DATASET start

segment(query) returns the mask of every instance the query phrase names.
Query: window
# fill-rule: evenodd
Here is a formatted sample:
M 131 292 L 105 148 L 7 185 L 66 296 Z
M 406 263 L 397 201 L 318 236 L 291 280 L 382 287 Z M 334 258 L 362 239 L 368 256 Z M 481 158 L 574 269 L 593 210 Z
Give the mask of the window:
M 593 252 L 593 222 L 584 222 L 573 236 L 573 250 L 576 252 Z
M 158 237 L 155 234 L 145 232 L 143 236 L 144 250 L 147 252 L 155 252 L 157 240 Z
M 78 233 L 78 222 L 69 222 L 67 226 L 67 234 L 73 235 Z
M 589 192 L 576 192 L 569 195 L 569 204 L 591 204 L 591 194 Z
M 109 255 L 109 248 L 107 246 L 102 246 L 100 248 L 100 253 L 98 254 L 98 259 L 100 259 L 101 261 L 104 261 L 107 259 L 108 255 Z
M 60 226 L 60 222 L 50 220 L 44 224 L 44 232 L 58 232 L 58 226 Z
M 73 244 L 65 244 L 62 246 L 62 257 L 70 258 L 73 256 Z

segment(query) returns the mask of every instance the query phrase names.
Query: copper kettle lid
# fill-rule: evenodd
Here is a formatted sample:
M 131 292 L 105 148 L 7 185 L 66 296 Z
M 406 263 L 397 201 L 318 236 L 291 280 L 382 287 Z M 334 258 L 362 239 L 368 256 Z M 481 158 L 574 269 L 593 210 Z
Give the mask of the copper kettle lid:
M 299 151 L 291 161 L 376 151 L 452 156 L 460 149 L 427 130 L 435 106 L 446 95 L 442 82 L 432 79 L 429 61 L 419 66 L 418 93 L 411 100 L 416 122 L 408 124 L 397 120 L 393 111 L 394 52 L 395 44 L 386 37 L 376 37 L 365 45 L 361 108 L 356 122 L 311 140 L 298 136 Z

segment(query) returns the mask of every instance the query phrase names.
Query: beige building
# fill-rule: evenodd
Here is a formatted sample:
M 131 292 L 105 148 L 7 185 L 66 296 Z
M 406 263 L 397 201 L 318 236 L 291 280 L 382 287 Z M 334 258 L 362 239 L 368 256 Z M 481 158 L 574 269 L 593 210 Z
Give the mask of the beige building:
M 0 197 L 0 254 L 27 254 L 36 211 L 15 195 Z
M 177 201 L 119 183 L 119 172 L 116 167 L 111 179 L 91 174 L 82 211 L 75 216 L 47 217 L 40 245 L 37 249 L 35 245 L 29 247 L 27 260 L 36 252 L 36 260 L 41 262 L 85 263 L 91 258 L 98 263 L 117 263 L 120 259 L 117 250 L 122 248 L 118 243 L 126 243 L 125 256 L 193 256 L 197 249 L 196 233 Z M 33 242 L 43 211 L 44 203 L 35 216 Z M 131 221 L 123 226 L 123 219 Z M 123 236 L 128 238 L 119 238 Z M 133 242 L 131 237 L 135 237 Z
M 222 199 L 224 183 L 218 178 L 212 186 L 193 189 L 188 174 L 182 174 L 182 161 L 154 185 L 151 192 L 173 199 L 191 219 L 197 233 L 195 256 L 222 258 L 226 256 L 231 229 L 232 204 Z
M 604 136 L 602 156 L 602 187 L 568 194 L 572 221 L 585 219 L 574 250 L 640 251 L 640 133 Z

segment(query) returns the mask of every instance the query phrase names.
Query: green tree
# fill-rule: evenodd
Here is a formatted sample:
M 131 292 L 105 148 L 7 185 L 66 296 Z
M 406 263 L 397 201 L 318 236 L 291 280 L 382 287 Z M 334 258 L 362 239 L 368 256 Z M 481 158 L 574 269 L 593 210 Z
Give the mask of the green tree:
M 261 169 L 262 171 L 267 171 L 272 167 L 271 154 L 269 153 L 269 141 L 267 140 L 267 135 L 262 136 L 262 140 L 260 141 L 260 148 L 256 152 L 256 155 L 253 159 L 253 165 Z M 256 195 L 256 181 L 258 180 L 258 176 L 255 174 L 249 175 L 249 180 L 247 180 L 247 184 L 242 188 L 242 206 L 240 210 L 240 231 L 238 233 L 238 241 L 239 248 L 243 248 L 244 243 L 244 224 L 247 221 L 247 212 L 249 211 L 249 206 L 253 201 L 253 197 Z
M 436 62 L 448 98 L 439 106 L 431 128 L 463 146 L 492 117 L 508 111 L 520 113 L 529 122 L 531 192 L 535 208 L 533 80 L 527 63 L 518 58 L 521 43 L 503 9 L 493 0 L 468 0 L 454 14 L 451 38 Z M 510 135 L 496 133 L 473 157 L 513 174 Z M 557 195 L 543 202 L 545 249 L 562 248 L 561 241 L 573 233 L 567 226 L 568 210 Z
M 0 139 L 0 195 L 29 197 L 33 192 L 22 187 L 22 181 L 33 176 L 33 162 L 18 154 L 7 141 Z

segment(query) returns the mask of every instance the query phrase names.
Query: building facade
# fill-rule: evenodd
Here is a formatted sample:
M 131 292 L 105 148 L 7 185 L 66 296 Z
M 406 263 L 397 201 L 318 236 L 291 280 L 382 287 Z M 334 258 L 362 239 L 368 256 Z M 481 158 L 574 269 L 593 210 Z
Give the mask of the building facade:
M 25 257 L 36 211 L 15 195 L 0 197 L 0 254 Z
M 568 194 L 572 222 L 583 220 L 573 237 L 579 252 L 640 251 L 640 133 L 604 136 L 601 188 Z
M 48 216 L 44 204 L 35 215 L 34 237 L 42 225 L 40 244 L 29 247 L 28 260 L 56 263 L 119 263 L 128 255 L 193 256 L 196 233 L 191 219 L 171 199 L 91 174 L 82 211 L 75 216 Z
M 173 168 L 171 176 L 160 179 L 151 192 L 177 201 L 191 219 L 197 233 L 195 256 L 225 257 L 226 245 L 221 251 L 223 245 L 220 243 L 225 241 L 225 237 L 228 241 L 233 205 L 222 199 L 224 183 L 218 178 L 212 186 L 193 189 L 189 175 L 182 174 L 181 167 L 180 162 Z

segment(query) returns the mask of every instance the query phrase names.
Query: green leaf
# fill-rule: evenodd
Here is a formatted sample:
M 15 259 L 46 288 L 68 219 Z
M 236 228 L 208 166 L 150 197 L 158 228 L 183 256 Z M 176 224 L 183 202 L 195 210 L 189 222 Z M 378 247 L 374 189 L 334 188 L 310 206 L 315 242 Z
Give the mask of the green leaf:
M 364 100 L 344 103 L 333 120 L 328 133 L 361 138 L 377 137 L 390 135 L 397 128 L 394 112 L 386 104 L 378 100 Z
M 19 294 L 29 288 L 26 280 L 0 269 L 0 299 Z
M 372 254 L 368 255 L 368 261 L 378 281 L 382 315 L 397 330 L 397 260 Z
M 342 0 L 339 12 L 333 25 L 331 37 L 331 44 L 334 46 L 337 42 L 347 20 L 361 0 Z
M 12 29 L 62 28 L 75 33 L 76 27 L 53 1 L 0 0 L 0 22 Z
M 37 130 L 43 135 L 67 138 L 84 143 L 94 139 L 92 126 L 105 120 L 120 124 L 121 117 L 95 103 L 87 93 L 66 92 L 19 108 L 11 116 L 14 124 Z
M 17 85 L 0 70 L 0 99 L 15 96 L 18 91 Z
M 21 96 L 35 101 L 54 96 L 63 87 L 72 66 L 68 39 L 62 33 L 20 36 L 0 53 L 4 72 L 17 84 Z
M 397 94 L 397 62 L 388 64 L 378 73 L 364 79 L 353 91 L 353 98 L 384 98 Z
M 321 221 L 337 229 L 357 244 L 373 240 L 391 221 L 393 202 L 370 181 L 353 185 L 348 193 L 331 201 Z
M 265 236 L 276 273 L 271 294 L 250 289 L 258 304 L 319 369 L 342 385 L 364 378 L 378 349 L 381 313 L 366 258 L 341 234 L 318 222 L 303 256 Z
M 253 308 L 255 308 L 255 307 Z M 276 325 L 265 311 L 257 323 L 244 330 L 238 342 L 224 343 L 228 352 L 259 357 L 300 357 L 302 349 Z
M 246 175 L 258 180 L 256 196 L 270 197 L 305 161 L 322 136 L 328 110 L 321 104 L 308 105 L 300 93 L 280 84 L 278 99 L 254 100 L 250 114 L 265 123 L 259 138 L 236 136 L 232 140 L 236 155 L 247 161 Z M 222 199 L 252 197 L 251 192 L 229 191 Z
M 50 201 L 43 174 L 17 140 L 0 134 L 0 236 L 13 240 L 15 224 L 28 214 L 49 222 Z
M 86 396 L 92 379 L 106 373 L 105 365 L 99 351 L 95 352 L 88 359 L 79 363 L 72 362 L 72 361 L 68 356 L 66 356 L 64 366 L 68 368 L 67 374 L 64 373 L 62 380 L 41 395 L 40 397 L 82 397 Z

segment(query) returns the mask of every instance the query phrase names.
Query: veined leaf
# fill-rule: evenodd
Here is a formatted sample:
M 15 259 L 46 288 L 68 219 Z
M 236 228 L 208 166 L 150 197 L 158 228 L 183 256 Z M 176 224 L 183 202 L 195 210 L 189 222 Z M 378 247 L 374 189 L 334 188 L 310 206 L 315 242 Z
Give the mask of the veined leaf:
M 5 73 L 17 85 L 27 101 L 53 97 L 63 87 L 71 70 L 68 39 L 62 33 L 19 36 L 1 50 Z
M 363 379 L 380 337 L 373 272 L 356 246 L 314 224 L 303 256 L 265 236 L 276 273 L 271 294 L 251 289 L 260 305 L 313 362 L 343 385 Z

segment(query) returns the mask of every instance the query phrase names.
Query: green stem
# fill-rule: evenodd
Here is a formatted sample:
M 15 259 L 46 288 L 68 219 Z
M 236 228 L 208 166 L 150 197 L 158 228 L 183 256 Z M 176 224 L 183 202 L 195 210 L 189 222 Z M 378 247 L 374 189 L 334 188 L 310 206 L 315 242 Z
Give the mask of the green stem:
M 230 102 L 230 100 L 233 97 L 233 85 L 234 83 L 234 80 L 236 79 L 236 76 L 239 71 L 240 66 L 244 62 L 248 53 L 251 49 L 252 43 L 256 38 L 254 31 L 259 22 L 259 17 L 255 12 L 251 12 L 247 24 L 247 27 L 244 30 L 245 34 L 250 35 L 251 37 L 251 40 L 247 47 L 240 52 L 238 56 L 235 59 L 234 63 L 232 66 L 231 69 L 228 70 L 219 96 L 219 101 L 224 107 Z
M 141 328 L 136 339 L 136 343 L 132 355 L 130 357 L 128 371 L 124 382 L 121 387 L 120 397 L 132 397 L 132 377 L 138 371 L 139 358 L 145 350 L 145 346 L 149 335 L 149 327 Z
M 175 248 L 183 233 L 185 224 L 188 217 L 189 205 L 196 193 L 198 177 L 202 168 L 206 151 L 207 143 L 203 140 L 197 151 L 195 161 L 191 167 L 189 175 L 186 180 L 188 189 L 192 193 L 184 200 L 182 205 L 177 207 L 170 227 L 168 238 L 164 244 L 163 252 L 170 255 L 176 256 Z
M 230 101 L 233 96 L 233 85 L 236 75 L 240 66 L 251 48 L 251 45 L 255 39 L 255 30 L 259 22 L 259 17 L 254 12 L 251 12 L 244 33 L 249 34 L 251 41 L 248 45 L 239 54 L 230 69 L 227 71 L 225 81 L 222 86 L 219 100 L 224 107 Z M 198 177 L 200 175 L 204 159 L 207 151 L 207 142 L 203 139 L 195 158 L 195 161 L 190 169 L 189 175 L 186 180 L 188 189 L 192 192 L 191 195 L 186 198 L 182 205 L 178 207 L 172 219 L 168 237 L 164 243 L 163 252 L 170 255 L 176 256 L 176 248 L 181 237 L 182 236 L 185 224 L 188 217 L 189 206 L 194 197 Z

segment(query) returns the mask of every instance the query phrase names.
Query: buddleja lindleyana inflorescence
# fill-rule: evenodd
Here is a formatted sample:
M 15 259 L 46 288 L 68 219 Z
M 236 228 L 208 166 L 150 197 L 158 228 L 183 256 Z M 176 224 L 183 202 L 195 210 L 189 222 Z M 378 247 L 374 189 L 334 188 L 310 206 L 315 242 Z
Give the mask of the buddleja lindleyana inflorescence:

DATASET end

» **DIRECTIVE**: Copy the listing above word for word, from its first line through the line that contains "M 299 151 L".

» **FINISHED TASK**:
segment(query) returns the mask of every instance the query phrase names.
Query: window
# fill-rule: evenodd
Here is a formatted sample:
M 131 292 L 105 148 L 7 185 L 66 296 Z
M 406 263 L 397 201 L 318 236 L 291 280 L 382 287 Z M 334 258 L 362 239 L 368 256 Z M 481 158 L 574 269 L 593 210 Z
Give the mask of the window:
M 593 252 L 593 222 L 584 222 L 573 236 L 573 250 L 576 252 Z
M 158 237 L 155 234 L 145 232 L 143 236 L 144 250 L 147 252 L 155 252 L 157 240 Z
M 78 233 L 78 222 L 69 222 L 67 226 L 67 234 L 73 235 Z
M 589 192 L 576 192 L 569 195 L 569 204 L 591 204 L 591 194 Z
M 109 255 L 109 248 L 107 246 L 102 246 L 100 248 L 100 253 L 98 254 L 98 259 L 100 259 L 101 261 L 104 261 L 107 259 L 108 255 Z
M 60 226 L 60 222 L 50 220 L 44 224 L 44 232 L 58 232 L 58 226 Z
M 73 244 L 65 244 L 62 246 L 62 257 L 70 258 L 73 256 Z

segment(query) returns the mask of every instance the query phrase names.
Query: copper kettle lid
# fill-rule: evenodd
Here is a formatted sample:
M 131 292 L 105 148 L 7 185 L 66 296 Z
M 406 263 L 397 201 L 318 236 L 291 280 L 382 287 Z M 334 258 L 362 239 L 368 256 Z M 481 158 L 574 269 L 593 210 Z
Give the mask of the copper kettle lid:
M 299 151 L 291 161 L 376 151 L 452 156 L 460 149 L 427 130 L 435 106 L 446 95 L 442 82 L 432 79 L 429 61 L 419 66 L 418 93 L 411 100 L 416 122 L 408 124 L 397 120 L 393 111 L 394 52 L 395 44 L 386 37 L 376 37 L 365 45 L 361 108 L 356 122 L 311 140 L 298 136 Z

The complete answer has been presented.